[Segmentation mask data]
▼▼▼

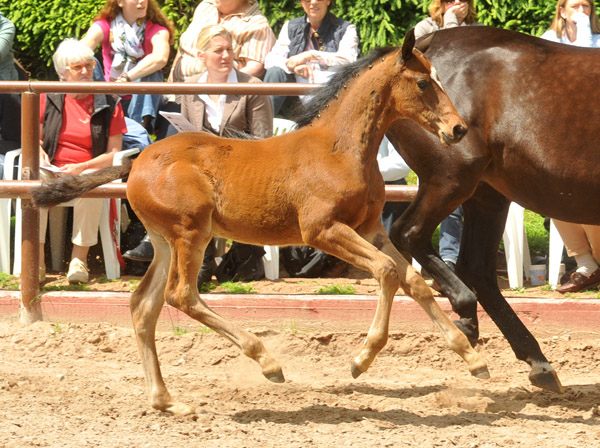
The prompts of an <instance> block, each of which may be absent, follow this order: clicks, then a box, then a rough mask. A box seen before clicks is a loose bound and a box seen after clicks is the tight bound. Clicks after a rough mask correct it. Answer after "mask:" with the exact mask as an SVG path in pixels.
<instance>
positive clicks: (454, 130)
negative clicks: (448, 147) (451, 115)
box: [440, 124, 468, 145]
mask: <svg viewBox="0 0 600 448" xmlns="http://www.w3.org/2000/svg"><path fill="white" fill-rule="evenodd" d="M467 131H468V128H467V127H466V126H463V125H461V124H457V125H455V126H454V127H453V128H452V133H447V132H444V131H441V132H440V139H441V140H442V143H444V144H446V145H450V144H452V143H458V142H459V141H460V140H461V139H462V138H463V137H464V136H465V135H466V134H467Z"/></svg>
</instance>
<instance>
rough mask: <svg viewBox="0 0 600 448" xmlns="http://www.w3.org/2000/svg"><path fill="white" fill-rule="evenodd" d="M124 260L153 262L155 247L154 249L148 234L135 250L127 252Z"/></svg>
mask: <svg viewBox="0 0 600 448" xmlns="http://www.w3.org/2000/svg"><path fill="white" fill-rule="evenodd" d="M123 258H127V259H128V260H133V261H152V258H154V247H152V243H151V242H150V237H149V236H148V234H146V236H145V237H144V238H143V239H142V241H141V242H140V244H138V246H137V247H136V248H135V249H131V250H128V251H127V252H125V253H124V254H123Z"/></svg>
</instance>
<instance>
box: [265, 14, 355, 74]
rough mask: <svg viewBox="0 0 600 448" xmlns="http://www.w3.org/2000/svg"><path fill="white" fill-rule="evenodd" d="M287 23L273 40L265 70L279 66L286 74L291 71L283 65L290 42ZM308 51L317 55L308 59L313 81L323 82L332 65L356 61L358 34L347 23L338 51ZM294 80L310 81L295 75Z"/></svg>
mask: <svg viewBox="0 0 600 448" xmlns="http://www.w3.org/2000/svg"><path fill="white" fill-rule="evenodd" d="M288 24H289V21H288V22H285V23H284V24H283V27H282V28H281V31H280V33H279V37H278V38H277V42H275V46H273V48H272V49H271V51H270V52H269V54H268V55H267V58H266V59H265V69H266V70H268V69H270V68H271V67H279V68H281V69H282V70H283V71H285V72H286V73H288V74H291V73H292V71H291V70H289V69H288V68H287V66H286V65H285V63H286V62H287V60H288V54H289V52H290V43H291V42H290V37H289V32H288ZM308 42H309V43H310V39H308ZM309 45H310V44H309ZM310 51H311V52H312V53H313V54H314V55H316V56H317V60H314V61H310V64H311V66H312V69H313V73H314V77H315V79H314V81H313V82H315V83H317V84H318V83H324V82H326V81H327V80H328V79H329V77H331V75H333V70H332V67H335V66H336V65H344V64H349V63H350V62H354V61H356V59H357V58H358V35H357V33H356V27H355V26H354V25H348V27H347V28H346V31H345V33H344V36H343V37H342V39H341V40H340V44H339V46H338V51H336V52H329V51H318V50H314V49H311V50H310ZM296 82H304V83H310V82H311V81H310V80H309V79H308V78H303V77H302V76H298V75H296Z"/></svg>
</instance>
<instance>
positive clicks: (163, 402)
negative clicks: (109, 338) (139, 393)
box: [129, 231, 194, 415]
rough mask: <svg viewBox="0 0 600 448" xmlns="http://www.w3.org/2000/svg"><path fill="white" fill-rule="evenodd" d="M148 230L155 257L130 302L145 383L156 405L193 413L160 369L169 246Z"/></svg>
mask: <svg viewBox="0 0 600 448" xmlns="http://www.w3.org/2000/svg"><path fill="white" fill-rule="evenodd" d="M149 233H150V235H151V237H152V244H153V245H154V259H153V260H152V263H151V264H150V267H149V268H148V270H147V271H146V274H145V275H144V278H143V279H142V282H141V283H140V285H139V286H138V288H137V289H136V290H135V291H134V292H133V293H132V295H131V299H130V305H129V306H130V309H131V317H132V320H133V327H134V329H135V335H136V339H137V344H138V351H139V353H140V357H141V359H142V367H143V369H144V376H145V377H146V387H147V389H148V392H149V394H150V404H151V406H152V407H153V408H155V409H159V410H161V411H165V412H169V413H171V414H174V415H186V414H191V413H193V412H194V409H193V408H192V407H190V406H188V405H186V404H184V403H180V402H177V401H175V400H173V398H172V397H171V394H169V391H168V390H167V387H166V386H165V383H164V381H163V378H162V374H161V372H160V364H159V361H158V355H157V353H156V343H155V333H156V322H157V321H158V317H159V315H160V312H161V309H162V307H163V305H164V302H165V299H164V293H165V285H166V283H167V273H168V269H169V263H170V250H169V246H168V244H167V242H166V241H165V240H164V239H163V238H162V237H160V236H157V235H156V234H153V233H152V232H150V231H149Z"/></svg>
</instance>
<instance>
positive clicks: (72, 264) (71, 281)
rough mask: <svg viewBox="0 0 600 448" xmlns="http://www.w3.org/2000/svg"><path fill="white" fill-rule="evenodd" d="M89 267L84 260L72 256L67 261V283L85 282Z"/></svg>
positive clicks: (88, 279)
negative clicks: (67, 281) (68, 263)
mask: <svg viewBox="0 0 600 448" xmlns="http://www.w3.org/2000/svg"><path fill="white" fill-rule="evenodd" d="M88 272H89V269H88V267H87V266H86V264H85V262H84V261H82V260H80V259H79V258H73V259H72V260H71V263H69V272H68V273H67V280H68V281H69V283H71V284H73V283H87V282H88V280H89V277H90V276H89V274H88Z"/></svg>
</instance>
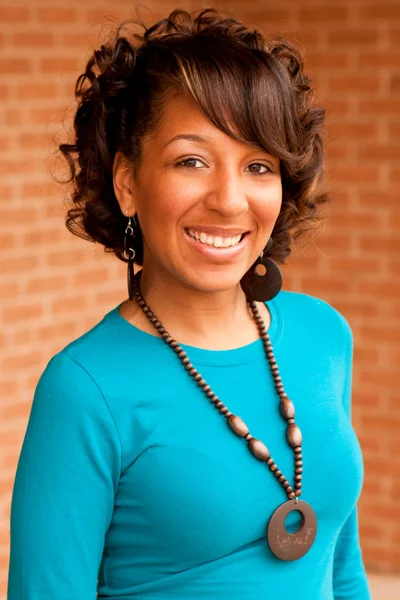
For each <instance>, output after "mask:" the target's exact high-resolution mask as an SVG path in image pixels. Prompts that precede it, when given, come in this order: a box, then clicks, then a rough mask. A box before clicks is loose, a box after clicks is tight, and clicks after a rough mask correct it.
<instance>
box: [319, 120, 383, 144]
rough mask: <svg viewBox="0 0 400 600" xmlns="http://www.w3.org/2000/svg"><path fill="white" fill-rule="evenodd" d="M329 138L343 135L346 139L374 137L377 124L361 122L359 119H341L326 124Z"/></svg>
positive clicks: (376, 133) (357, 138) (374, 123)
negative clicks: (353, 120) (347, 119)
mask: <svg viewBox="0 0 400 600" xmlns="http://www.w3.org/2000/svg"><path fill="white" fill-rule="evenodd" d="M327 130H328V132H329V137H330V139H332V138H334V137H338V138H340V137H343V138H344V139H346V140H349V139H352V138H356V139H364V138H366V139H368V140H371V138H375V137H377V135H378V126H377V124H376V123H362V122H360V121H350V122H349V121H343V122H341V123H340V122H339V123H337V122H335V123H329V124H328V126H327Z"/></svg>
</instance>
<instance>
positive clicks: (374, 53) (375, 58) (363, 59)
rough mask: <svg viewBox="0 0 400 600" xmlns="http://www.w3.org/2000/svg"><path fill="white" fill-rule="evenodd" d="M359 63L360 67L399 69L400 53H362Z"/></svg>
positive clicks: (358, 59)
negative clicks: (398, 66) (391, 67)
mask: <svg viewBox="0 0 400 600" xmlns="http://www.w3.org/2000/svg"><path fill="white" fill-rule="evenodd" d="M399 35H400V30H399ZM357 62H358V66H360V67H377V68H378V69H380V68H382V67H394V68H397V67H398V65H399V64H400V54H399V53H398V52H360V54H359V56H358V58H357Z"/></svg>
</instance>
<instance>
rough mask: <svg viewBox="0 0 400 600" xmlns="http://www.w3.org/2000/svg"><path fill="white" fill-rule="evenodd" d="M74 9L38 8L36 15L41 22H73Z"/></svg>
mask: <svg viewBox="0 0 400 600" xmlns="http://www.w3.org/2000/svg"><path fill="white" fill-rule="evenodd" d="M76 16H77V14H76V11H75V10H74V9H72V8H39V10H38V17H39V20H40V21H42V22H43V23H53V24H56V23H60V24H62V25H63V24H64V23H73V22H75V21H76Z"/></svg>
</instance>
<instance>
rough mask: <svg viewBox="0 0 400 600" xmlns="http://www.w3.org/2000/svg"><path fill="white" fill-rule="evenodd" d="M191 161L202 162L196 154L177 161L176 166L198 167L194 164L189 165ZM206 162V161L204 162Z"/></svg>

▲▲▲

* ACTION ITEM: Starting at the line that contains "negative clicks: (398, 66) (391, 67)", output every remaining line of the data exactly, and stop after the last one.

* ANSWER SECTION:
negative clicks: (398, 66) (391, 67)
mask: <svg viewBox="0 0 400 600" xmlns="http://www.w3.org/2000/svg"><path fill="white" fill-rule="evenodd" d="M399 35H400V30H399ZM357 62H358V66H360V67H377V68H378V69H380V68H382V67H394V68H397V67H398V65H399V64H400V54H399V53H398V52H360V54H359V56H358V58H357Z"/></svg>
</instance>
<instance>
rough mask: <svg viewBox="0 0 400 600" xmlns="http://www.w3.org/2000/svg"><path fill="white" fill-rule="evenodd" d="M74 9L38 8L36 15L41 22H73Z"/></svg>
mask: <svg viewBox="0 0 400 600" xmlns="http://www.w3.org/2000/svg"><path fill="white" fill-rule="evenodd" d="M76 16H77V14H76V11H75V10H74V9H72V8H39V10H38V17H39V20H40V21H42V22H43V23H53V24H56V23H60V24H62V25H63V24H64V23H73V22H75V21H76Z"/></svg>
</instance>
<instance>
rough mask: <svg viewBox="0 0 400 600" xmlns="http://www.w3.org/2000/svg"><path fill="white" fill-rule="evenodd" d="M191 161L202 162L196 154L177 161L176 166L198 167L194 164L189 165ZM206 162V161L204 162Z"/></svg>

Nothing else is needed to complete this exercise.